## START

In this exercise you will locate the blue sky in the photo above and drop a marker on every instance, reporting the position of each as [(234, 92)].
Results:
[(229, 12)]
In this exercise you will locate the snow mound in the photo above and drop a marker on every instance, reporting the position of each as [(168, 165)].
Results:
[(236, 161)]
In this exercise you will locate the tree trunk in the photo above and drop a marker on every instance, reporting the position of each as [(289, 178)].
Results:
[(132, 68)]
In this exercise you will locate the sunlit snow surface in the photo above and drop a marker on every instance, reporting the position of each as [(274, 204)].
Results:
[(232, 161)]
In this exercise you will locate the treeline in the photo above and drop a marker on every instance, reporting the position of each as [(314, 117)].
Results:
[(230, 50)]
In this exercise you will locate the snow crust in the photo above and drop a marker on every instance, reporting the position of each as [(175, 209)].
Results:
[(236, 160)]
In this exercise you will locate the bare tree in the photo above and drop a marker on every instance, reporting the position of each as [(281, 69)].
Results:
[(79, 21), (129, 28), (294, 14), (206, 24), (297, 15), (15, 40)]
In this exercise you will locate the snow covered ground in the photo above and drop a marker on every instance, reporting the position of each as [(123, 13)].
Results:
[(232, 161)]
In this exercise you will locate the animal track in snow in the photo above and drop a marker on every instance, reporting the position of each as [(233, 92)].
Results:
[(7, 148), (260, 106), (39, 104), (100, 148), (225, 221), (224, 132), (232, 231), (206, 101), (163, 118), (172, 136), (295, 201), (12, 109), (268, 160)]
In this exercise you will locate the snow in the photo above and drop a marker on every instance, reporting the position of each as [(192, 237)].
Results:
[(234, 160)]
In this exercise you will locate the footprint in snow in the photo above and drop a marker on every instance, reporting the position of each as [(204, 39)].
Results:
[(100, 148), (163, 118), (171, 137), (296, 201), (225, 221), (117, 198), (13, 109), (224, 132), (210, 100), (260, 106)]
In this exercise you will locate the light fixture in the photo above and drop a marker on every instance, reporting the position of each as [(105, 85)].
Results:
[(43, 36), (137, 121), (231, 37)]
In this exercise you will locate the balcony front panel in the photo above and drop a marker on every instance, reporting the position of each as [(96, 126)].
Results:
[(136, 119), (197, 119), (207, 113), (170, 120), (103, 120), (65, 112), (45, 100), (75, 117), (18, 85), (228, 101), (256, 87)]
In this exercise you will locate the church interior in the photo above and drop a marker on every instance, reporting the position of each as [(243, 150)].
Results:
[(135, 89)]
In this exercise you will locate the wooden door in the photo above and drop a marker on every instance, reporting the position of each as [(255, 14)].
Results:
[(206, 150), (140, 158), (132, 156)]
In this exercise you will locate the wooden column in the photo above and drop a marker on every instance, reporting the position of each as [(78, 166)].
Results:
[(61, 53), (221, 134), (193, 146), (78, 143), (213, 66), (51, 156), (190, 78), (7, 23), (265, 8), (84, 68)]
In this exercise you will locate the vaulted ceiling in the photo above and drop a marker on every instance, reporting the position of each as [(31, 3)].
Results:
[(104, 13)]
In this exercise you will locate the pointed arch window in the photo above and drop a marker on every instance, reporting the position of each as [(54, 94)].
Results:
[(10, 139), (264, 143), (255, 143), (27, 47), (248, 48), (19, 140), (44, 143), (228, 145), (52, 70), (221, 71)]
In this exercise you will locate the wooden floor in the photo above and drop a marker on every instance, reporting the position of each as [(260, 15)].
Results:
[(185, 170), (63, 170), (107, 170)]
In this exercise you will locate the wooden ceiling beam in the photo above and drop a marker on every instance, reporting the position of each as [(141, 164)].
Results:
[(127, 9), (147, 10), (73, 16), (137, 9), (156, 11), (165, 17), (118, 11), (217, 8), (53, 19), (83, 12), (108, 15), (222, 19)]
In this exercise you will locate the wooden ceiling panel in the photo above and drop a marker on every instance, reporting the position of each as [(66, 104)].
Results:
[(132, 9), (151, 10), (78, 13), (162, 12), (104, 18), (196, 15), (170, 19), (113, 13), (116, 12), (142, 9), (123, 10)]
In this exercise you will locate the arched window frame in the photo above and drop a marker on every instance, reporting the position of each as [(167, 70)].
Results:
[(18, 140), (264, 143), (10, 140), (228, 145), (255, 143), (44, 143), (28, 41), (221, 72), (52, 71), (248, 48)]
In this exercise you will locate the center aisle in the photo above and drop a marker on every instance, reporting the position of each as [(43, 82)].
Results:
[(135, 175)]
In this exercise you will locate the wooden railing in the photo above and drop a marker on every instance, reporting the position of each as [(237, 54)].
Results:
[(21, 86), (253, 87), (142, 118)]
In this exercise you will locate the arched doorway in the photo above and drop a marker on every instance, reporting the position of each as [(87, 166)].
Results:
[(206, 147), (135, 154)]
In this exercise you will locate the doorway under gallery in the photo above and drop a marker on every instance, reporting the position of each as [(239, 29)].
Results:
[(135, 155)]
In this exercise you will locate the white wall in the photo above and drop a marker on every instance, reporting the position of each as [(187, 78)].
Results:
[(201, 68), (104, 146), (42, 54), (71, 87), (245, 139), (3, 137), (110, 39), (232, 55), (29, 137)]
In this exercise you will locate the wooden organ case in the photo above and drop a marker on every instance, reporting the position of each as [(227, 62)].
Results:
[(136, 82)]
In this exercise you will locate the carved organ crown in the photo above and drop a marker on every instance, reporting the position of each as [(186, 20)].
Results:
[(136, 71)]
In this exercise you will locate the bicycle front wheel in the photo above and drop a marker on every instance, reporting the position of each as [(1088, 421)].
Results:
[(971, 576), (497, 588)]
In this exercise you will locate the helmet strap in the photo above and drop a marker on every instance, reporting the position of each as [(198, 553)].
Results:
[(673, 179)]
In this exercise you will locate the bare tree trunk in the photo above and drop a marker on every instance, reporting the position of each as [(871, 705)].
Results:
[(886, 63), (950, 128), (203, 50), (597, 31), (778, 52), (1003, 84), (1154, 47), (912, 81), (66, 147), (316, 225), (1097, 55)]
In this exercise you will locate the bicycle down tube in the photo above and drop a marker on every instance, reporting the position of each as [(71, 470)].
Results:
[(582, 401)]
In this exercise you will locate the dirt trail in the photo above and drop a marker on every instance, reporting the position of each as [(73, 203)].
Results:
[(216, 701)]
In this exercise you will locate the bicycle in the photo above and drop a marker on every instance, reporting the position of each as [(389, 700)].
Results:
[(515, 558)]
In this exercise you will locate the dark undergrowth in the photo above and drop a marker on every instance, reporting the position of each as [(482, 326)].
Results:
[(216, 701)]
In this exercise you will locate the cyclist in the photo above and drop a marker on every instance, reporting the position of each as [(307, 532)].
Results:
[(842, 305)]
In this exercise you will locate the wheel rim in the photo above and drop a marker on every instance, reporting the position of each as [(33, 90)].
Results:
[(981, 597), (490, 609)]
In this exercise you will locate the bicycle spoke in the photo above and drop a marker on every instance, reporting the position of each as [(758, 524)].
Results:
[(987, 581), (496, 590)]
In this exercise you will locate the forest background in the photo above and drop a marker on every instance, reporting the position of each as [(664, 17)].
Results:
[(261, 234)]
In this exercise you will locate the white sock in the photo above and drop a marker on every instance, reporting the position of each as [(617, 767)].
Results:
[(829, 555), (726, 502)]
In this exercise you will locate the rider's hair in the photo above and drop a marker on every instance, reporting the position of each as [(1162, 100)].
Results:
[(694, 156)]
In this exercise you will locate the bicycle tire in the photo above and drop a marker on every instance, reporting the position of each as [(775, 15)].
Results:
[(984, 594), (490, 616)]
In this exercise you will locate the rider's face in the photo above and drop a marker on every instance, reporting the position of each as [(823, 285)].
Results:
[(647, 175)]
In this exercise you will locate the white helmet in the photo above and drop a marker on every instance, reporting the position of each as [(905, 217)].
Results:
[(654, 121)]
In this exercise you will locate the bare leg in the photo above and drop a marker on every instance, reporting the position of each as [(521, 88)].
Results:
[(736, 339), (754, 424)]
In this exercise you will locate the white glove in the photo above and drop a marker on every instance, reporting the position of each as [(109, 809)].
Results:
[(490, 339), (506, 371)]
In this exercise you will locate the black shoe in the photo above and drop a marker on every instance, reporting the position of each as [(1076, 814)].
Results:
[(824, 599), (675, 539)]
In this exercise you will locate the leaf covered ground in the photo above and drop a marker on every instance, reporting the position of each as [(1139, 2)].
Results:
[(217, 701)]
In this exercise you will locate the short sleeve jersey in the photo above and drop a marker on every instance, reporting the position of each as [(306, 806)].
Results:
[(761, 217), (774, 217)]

## END

■ Task to complete ■
Rewrite every line from the start of the lines through the line containing "[(236, 160)]", both ends included, raising each coordinate in the Results entries by 92. Leave all other text unchanged, including any other coordinates.

■ Solution to this problem ■
In this exercise you will locate the blue sky in the photo above and drop a marker on every instance, reporting the position of each as [(234, 92)].
Results:
[(321, 104)]
In this exercise you will locate the snow mound in the photo above and drop a marker on every instance, reporting the position of each as [(168, 165)].
Results:
[(328, 253)]
In this exercise you will locate the tree trunk in the photo above and drop a marker on every instance, reporting the position of each as [(289, 178)].
Results:
[(224, 160)]
In this exercise you will locate the sunlit snow surface in the photo above and drop a marker on every instance, reporting the position of each as [(274, 204)].
Results:
[(324, 253)]
In this exercise you will locate the treeline in the photo above and drop a marker on every instance, reporting the position of each as [(314, 117)].
Results:
[(322, 142)]
In this exercise you will locate the snow crust in the photo above and drop a marker on every instance, reporting the position of each as [(175, 209)].
Results:
[(328, 252)]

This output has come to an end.